▶ [Your objective] Please show every line of the data below that contains the word "them".

(Excerpted records begins)

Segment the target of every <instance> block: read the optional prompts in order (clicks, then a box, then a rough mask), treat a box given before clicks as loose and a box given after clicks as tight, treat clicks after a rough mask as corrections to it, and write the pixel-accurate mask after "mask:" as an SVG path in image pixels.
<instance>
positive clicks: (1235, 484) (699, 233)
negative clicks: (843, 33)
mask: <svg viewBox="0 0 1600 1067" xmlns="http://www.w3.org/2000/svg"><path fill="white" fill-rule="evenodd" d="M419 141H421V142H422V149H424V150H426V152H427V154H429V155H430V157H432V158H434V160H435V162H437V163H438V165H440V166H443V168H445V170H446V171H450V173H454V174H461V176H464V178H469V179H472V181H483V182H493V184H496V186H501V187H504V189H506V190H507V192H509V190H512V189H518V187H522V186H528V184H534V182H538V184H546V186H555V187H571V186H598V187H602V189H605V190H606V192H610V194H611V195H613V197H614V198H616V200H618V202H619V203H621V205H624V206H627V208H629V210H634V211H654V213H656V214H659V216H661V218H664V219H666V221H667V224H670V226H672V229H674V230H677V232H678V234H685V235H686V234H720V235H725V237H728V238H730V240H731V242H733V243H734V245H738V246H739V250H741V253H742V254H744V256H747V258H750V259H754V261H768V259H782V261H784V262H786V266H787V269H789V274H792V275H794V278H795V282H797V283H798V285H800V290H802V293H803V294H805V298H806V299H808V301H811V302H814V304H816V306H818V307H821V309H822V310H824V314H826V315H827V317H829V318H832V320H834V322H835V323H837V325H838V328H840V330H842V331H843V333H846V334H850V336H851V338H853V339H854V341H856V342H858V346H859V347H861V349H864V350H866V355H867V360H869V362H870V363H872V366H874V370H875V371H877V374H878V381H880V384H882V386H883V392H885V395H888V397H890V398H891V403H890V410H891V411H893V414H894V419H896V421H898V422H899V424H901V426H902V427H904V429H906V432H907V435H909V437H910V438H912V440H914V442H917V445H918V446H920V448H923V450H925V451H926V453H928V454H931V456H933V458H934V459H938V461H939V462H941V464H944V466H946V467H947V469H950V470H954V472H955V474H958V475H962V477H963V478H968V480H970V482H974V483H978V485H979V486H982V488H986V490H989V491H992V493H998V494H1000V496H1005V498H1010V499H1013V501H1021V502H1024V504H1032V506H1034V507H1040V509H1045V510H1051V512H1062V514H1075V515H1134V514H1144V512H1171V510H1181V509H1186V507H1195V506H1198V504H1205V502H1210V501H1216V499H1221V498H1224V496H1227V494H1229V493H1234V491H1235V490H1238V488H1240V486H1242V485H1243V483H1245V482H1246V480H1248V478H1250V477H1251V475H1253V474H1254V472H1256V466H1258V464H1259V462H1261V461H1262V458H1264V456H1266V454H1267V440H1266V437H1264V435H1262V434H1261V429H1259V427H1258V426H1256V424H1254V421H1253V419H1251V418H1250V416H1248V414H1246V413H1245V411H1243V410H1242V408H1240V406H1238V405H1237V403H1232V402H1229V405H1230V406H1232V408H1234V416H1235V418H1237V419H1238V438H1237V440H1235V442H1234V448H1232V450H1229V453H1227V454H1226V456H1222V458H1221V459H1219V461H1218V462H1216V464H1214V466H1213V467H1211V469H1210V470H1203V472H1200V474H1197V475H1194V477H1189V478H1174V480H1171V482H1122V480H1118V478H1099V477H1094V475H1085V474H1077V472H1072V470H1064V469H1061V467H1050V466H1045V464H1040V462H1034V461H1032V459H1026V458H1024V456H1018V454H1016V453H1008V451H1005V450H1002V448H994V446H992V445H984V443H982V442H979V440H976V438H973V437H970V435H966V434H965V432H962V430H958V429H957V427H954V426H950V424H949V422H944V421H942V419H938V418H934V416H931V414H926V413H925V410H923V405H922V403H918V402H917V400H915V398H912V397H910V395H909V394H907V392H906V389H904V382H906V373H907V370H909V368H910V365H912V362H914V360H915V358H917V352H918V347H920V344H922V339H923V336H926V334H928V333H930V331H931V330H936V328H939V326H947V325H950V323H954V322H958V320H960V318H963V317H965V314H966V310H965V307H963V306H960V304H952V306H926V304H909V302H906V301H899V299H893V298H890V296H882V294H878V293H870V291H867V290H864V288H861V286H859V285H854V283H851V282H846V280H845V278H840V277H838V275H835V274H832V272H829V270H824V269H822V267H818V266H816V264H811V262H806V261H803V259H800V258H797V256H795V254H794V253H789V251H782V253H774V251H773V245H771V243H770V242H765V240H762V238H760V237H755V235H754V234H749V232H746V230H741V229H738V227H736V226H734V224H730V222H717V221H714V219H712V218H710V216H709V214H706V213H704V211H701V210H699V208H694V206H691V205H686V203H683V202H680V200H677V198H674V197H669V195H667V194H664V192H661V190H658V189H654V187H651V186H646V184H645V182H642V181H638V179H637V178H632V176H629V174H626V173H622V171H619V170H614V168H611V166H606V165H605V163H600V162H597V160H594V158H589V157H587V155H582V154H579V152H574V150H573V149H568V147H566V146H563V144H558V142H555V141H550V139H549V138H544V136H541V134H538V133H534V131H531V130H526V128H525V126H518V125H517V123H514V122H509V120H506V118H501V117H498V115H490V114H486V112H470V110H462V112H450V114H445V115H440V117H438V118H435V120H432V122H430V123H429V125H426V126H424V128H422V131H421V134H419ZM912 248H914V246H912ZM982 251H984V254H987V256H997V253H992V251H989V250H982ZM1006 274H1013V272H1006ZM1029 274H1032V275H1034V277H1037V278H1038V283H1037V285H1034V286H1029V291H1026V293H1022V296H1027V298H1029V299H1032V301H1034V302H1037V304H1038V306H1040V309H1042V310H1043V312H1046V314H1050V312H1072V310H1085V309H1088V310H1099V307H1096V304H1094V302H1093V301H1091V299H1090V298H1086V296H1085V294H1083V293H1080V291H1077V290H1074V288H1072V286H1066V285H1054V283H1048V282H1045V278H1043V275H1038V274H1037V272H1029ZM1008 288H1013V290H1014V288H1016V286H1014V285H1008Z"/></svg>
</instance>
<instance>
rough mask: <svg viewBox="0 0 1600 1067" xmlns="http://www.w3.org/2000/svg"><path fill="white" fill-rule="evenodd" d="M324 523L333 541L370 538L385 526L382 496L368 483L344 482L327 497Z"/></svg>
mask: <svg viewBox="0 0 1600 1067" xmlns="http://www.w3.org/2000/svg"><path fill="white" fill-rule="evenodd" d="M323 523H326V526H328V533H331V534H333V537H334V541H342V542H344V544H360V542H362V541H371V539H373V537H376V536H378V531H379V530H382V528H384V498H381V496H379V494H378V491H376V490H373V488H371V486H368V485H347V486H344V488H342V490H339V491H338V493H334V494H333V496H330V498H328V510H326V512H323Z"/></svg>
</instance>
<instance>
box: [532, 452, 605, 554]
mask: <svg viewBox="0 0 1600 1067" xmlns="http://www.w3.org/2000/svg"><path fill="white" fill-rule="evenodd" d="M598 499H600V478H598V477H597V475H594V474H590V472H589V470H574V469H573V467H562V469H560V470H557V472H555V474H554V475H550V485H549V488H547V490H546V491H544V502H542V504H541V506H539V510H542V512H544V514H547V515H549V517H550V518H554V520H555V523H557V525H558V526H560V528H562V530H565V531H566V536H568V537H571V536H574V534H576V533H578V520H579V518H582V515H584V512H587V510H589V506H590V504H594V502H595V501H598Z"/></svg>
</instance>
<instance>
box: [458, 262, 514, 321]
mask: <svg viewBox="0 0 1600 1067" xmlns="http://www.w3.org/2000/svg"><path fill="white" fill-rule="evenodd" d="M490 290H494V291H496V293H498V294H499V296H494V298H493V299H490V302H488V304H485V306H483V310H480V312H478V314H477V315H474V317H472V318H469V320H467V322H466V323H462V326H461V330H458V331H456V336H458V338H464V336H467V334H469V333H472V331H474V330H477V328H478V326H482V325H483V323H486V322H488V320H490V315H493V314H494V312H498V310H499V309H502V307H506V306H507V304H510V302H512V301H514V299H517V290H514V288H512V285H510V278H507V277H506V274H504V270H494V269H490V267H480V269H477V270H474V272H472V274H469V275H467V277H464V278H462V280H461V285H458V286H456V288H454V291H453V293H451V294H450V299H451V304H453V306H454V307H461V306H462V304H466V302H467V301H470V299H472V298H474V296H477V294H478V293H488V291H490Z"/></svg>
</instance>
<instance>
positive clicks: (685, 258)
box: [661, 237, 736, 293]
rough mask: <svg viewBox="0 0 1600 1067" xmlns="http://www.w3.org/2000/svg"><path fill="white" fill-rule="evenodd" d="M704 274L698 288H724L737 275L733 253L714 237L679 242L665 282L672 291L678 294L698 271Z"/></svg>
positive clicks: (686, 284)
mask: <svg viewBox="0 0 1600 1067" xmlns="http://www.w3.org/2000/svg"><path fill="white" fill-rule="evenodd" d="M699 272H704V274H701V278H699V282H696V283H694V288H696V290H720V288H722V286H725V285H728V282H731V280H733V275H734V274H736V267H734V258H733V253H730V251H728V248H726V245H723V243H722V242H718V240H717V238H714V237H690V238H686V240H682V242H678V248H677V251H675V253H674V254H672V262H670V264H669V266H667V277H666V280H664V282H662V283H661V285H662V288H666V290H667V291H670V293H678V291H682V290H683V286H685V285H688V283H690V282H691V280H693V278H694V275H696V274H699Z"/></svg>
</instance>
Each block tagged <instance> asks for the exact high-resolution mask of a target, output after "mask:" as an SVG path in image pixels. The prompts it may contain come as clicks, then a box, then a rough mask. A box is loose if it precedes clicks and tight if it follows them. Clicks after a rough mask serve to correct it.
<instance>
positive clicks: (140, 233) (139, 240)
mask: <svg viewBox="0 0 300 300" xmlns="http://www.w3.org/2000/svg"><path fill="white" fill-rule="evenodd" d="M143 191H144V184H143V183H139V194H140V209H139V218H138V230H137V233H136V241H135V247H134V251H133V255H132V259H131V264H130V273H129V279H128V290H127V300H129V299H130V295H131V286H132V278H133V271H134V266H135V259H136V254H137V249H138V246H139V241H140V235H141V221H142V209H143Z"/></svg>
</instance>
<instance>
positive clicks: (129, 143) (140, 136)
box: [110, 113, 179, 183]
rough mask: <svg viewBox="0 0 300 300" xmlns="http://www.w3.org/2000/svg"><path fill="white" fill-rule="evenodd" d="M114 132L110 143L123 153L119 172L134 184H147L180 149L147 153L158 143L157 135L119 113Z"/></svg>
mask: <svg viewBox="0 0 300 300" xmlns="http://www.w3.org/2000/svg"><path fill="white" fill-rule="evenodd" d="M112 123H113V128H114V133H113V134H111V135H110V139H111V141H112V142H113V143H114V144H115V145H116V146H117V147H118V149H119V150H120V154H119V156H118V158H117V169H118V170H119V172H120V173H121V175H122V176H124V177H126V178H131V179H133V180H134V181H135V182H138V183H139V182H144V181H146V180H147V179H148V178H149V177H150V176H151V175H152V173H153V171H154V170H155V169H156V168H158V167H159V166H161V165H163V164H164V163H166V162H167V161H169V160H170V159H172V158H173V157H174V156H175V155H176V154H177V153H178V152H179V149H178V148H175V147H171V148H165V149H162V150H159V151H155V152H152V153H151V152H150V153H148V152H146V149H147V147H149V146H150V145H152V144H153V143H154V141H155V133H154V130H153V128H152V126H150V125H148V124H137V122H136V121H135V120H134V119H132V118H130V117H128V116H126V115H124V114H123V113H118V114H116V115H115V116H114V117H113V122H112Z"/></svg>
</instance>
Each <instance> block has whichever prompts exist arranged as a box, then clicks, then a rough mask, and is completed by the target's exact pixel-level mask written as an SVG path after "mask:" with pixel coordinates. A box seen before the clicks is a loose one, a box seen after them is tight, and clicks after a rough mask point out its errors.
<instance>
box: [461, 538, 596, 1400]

(Excerpted records ends)

▶ [Reply]
Each block tagged <instance> asks for the exact high-resolution mask of a target, output after "mask:" as an SVG path in image pixels. The prompts it may contain come as clicks, then a box, then a rough mask. A box is loose if it precedes clicks and tight if it follows them. Clicks after a rough mask serve to correct it.
Each <instance> block has whichever prompts exist arranged as a box, then clicks, then a rough mask, and is completed by the target's exact pixel-level mask written as an SVG path after "mask:" with pixel coordinates. A box seen before the clicks is a loose one, a box seen after them is tight, and clicks after a rough mask point out its errors.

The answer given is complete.